**Point localization data**

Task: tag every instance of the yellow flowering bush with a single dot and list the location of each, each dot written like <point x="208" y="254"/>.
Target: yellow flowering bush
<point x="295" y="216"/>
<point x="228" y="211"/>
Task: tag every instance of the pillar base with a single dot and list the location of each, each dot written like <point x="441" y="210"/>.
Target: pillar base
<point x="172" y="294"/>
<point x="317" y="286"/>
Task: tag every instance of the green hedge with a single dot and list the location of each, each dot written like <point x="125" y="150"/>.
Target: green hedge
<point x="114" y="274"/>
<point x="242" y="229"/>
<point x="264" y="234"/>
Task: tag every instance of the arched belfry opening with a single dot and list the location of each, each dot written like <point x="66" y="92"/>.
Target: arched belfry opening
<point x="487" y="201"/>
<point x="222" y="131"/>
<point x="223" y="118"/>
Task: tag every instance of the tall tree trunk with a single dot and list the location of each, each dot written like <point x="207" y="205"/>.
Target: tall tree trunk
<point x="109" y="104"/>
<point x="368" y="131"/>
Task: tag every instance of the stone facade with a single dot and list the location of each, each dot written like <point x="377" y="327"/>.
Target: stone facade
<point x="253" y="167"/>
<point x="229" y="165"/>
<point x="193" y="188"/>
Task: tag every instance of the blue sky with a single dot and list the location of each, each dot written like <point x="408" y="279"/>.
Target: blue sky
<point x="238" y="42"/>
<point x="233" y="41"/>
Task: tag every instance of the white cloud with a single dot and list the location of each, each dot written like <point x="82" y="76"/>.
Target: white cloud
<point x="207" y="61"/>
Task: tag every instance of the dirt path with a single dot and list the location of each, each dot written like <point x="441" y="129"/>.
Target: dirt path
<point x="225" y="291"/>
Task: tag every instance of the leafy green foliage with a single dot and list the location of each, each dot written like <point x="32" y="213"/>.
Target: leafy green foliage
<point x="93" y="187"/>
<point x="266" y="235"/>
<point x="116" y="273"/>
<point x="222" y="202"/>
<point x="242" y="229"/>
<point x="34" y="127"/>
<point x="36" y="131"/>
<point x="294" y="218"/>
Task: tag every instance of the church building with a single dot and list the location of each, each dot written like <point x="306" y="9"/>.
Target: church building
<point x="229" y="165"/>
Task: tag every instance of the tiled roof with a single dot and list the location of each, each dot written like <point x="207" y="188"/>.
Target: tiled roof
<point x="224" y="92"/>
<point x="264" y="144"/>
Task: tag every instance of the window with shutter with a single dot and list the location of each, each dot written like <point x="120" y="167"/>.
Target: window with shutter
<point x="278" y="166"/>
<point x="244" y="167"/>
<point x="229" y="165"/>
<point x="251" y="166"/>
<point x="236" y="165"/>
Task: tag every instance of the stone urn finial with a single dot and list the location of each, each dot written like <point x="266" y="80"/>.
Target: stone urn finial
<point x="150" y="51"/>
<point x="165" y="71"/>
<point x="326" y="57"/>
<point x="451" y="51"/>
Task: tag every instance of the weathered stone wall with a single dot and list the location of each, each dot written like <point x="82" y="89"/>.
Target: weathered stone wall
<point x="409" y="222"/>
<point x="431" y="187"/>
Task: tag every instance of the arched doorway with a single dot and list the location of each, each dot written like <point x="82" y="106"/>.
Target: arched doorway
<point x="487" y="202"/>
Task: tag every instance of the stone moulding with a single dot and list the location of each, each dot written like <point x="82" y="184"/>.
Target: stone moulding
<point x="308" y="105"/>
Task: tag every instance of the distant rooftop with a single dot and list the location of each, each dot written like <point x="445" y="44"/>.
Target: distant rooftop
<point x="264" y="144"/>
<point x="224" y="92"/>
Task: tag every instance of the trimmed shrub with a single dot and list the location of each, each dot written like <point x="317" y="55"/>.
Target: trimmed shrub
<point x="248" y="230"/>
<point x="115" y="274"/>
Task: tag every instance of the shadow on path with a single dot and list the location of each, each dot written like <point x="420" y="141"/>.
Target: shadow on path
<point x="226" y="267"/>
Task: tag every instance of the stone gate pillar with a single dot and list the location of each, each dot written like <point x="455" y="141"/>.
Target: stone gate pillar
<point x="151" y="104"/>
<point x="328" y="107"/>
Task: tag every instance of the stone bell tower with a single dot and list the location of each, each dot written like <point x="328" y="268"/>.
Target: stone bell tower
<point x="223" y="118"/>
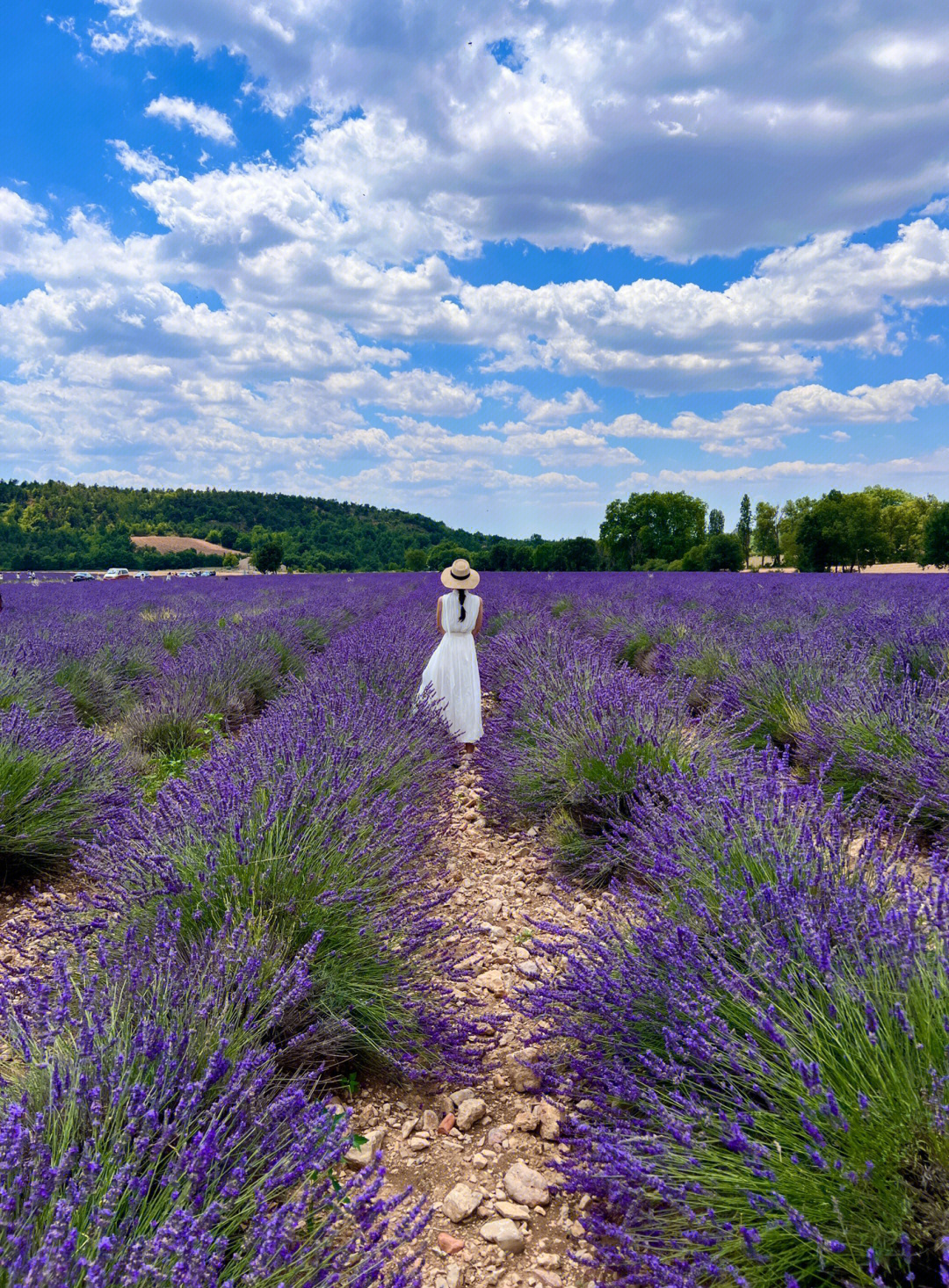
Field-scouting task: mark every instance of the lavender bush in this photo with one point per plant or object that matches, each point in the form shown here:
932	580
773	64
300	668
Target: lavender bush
147	1138
760	1046
57	788
318	823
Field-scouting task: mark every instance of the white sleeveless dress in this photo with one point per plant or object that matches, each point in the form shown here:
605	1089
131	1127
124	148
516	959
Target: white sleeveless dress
451	675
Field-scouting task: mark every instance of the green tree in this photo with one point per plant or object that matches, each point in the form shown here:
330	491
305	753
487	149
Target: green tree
268	555
788	522
902	518
743	530
937	536
652	525
765	535
841	532
722	553
693	559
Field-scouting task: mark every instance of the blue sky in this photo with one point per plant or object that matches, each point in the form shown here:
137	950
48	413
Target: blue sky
496	263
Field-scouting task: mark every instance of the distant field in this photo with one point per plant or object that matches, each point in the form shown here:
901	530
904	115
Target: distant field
171	545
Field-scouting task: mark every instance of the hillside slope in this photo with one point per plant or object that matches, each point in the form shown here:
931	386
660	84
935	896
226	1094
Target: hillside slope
77	525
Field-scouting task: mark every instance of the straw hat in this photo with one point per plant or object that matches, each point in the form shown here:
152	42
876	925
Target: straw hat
460	576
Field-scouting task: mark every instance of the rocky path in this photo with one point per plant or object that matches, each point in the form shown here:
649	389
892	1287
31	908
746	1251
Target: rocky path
483	1154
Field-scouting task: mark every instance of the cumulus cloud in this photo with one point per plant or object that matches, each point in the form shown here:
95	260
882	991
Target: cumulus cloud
753	426
144	163
674	129
204	120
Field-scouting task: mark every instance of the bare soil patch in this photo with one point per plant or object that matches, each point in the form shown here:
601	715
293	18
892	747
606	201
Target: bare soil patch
469	1147
171	545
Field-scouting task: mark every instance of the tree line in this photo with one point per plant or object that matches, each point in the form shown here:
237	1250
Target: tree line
72	525
47	525
836	531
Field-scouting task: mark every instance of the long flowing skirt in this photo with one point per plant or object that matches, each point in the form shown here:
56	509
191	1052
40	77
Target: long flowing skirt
451	677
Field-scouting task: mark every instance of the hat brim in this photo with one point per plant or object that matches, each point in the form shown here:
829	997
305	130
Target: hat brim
455	583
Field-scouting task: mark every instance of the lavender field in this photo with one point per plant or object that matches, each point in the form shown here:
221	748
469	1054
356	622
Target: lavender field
221	823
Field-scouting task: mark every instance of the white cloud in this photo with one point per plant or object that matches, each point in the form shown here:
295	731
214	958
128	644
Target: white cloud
204	120
675	129
756	426
110	41
553	411
146	163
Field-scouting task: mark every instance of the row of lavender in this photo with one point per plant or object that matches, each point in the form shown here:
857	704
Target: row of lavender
755	1036
108	687
268	921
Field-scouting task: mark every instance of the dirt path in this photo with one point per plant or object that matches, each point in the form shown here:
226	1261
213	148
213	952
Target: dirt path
483	1154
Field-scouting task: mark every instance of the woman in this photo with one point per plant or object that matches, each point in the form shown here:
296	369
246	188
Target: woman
451	675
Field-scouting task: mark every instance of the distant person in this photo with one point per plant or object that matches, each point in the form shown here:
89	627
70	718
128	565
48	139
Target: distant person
451	675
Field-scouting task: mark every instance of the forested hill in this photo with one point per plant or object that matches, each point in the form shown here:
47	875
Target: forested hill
79	525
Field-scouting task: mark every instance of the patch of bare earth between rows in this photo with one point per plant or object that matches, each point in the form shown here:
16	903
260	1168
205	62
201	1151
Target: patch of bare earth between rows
483	1154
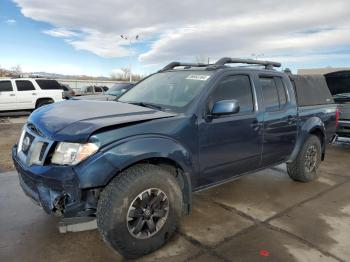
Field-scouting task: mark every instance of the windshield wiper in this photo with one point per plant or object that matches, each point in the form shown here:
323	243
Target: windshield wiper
148	105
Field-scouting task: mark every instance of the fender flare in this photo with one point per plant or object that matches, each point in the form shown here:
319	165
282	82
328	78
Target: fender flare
111	160
313	125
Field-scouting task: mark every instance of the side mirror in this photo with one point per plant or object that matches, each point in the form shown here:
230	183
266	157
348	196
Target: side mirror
225	107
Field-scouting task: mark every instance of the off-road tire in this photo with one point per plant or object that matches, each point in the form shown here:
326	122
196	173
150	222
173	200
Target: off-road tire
297	170
116	199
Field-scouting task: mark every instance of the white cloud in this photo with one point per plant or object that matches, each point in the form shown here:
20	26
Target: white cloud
184	30
60	32
11	21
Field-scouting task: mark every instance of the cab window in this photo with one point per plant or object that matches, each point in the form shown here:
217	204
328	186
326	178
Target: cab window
24	85
6	86
236	87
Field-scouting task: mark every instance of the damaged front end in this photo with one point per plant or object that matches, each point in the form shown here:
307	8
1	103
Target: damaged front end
56	189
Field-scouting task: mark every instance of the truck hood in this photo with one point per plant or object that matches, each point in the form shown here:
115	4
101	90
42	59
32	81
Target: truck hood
76	120
102	97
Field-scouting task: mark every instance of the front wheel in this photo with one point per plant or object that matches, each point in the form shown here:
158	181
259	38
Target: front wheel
304	167
139	210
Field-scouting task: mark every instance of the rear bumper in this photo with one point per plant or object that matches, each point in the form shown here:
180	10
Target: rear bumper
54	188
343	128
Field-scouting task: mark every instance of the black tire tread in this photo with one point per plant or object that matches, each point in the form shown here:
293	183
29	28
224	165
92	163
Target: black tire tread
295	169
117	186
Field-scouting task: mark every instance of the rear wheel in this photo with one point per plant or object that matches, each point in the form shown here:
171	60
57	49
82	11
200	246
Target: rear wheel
139	210
304	167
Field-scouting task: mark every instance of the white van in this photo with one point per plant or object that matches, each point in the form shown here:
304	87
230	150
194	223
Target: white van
28	93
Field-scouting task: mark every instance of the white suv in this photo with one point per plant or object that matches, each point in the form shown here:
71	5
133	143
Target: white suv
28	93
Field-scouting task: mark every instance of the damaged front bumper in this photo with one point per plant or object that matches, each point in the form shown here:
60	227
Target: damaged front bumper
54	188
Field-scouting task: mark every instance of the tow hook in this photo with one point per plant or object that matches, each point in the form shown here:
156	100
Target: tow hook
59	204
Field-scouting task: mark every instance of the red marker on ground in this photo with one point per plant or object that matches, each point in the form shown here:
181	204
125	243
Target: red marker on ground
264	253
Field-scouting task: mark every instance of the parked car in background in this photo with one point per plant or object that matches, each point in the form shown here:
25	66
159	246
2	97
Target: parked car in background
68	92
111	95
91	90
28	93
134	164
339	85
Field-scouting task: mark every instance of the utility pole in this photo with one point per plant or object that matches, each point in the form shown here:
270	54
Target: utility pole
127	38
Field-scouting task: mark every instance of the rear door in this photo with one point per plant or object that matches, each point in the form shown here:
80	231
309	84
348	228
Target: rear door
26	94
280	119
230	145
7	95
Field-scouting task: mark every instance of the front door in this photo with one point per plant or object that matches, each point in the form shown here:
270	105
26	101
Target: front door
7	96
26	94
230	145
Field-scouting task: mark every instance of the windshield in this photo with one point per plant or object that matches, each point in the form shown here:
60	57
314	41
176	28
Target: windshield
342	95
169	90
118	89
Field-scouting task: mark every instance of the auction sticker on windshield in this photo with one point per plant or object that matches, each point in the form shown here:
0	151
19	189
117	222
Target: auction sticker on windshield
198	77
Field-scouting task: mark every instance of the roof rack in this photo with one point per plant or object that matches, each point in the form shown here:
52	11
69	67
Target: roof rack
228	60
172	65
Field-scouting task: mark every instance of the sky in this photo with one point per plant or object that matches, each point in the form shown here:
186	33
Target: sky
83	36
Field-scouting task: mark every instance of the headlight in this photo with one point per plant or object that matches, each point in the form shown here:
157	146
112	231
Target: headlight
72	153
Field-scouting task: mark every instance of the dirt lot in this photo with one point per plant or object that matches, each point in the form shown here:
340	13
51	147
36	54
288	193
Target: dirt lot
261	217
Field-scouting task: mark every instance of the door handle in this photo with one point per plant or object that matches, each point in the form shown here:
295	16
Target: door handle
256	125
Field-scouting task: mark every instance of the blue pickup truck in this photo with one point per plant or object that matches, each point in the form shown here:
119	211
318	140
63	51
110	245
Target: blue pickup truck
134	164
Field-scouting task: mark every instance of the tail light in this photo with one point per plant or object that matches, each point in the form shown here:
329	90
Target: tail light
337	115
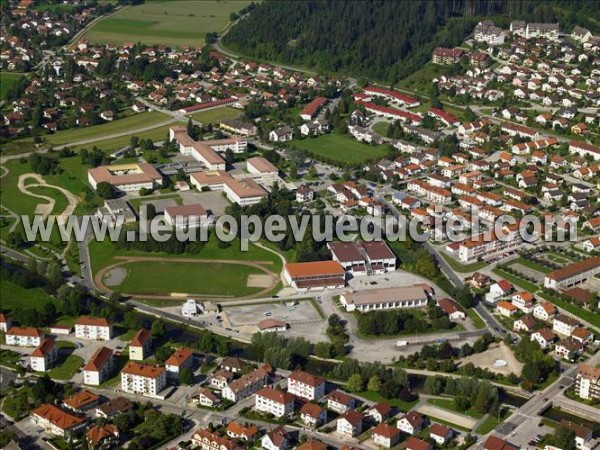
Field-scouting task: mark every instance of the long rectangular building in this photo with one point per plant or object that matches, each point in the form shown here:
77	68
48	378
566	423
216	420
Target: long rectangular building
415	296
315	275
126	177
363	258
243	191
573	274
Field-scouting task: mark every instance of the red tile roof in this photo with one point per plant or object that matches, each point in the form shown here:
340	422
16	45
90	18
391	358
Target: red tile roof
57	416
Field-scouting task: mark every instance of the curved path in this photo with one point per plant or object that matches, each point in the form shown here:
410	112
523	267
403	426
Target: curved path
122	260
46	209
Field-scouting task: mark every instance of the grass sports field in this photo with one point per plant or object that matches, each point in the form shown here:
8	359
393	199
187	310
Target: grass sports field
215	271
200	279
215	116
7	79
342	148
174	23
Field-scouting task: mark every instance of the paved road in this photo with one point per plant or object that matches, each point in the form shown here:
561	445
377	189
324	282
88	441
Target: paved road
518	428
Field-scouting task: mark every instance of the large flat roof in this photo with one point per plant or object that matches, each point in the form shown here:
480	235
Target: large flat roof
141	173
387	295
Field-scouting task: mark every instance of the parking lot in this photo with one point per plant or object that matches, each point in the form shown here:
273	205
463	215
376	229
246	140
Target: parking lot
303	311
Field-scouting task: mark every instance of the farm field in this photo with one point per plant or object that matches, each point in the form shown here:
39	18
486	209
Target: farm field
7	79
341	148
65	137
381	128
421	79
173	23
14	296
215	115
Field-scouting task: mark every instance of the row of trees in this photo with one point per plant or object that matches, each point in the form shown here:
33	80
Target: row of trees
396	321
538	366
468	393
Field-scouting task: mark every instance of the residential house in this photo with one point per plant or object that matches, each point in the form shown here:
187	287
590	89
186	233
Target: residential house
99	367
385	435
93	328
206	397
506	309
181	359
412	422
24	336
350	423
564	324
276	439
140	345
440	434
306	385
312	414
44	356
544	337
56	421
340	402
544	311
414	443
143	379
569	349
102	436
273	401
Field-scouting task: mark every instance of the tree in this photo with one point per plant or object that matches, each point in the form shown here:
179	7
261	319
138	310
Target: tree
186	376
355	383
159	329
374	384
106	190
293	170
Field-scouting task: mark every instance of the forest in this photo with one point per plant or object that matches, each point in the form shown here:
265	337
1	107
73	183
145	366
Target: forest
382	39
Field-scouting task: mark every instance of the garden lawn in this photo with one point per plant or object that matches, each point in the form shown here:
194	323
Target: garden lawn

**Your objective**
Reading through the records above, report each line in which the string "garden" is found.

**Completed task**
Field-scouting task: mark every instance of the garden lawn in this photo with one point per plant or object that matches, each point in the form shown here:
Target: garden lawn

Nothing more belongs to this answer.